While this is a legal implementation strategy, this is not what std.Io.Threaded does. By default, it will use a configurably sized thread pool to dispatch async tasks. It can, however, be statically initialized with init_single_threaded in which case it does have the behavior described in the article.

The only other issue I spotted is:

> For that use case, the Io interface provides a separate function, asyncConcurrent() that explicitly asks for the provided function to be run in parallel.

There was a brief moment where we had asyncConcurrent() but it has since been renamed more simply to concurrent().

reply
ethin
24 minutes ago
[-]
One thing the old Zig async/await system theoretically allowed me to do, which I'm not certain how to accomplish with this new io system without manually implementing it myself, is suspend/resume. Where you could suspend the frame of a function and resume it later. I've held off on taking a stab at OS dev in Zig because I was really, really hoping I could take advantage of that neat feature: configure a device or submit a command to a queue, suspend the function that submitted the command, and resume it when an interrupt from the device is received. That was my idea, anyway. Idk if that would play out well in practice, but it was an interesting idea I wanted to try.
reply
NooneAtAll3
20 minutes ago
[-]
what's the point of implementing cooperative "multithreading" (coroutines) with preemptive one (async)?
......
Given task >>
Copy the part of the Zig thread above that starts with "While this is" and goes on through "simply to concurrent().", changing "thread pool" to "worker pool".

Data supplied >>
......
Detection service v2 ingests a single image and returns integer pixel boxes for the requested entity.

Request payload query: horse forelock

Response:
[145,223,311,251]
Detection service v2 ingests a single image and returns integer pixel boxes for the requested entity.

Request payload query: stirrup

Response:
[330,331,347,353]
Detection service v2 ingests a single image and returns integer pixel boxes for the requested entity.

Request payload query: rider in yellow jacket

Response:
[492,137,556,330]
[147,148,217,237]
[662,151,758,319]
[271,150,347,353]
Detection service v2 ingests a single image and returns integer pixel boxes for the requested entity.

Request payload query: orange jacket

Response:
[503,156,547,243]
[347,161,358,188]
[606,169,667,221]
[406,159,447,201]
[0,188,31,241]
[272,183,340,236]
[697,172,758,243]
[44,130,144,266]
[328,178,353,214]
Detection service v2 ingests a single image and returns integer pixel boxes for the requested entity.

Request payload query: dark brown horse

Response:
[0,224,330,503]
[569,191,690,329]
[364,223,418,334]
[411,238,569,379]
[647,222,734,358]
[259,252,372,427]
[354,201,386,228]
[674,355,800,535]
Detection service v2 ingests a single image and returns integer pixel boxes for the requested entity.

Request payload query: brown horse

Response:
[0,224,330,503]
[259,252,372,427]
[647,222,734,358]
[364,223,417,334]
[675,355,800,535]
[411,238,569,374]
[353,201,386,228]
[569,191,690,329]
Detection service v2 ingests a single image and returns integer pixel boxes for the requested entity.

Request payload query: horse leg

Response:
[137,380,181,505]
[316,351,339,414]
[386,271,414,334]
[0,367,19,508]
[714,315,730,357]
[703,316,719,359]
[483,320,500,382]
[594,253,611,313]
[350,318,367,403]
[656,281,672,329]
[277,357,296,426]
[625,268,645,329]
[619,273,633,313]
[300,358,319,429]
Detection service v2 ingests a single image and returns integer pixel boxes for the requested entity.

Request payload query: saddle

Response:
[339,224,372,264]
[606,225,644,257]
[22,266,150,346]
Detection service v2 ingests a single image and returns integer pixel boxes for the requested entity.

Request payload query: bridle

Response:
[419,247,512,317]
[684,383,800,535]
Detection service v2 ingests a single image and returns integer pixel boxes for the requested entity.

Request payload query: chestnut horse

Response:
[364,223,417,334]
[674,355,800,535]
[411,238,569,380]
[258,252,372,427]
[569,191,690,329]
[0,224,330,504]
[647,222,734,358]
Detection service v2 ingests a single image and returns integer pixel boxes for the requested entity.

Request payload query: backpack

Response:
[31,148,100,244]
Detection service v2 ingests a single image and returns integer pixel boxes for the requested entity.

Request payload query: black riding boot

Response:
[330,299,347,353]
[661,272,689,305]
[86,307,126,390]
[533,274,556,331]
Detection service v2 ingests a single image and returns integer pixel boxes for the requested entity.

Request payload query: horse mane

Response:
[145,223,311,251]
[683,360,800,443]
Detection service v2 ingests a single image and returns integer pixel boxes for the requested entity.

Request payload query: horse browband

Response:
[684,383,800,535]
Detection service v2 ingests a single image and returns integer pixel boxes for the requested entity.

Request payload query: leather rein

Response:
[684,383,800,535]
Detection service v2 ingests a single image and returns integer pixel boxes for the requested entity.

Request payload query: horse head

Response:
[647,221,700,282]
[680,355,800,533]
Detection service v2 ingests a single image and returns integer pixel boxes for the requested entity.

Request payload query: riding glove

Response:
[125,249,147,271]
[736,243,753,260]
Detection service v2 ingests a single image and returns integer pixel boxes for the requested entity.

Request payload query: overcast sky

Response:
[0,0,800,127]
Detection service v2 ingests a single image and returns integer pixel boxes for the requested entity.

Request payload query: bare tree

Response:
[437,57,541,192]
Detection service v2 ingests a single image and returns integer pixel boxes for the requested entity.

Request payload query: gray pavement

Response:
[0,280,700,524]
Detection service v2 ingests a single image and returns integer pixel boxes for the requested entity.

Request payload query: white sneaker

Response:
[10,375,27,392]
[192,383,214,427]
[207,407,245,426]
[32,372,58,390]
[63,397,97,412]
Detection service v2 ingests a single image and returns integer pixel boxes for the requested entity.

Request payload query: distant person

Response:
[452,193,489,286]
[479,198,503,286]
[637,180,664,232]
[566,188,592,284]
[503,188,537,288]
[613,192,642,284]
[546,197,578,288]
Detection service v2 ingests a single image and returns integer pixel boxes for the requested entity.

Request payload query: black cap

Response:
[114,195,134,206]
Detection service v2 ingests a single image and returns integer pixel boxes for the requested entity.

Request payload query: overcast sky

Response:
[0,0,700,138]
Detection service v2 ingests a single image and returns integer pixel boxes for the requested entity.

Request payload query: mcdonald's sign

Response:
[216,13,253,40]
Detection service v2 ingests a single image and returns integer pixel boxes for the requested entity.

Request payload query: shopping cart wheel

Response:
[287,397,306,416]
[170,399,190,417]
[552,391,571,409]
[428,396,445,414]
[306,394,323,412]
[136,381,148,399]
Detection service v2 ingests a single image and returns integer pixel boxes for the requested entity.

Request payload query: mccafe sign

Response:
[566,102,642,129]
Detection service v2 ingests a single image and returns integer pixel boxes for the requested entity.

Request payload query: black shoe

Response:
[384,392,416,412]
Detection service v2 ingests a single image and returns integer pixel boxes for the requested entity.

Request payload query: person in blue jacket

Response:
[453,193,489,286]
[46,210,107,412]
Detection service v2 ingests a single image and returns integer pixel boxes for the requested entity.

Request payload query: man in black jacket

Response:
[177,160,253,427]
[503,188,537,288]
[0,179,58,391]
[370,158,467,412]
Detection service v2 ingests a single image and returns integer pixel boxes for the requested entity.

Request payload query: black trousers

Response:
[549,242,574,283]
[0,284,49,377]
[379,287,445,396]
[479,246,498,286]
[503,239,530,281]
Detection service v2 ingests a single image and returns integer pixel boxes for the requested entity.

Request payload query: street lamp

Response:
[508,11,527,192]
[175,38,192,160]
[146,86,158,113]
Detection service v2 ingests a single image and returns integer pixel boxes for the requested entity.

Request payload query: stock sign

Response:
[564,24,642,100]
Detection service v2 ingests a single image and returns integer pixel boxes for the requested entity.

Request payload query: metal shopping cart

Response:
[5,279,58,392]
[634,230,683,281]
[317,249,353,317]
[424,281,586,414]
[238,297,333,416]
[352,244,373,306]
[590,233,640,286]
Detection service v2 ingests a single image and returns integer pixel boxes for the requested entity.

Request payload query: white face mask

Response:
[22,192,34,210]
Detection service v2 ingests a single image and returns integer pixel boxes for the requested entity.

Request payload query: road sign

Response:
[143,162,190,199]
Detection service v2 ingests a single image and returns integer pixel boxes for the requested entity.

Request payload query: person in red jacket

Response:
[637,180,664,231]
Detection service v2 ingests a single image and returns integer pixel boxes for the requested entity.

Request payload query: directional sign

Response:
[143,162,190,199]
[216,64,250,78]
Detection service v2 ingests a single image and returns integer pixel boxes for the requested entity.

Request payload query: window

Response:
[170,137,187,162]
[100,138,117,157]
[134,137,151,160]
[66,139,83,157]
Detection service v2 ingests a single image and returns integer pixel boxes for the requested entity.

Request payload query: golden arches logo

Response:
......
Reply to the task >>
While this is a legal implementation strategy, this is not what std.Io.Threaded does. By default, it will use a configurably sized worker pool to dispatch async tasks. It can, however, be statically initialized with init_single_threaded in which case it does have the behavior described in the article.

The only other issue I spotted is:

> For that use case, the Io interface provides a separate function, asyncConcurrent() that explicitly asks for the provided function to be run in parallel.

There was a brief moment where we had asyncConcurrent() but it has since been renamed more simply to concurrent().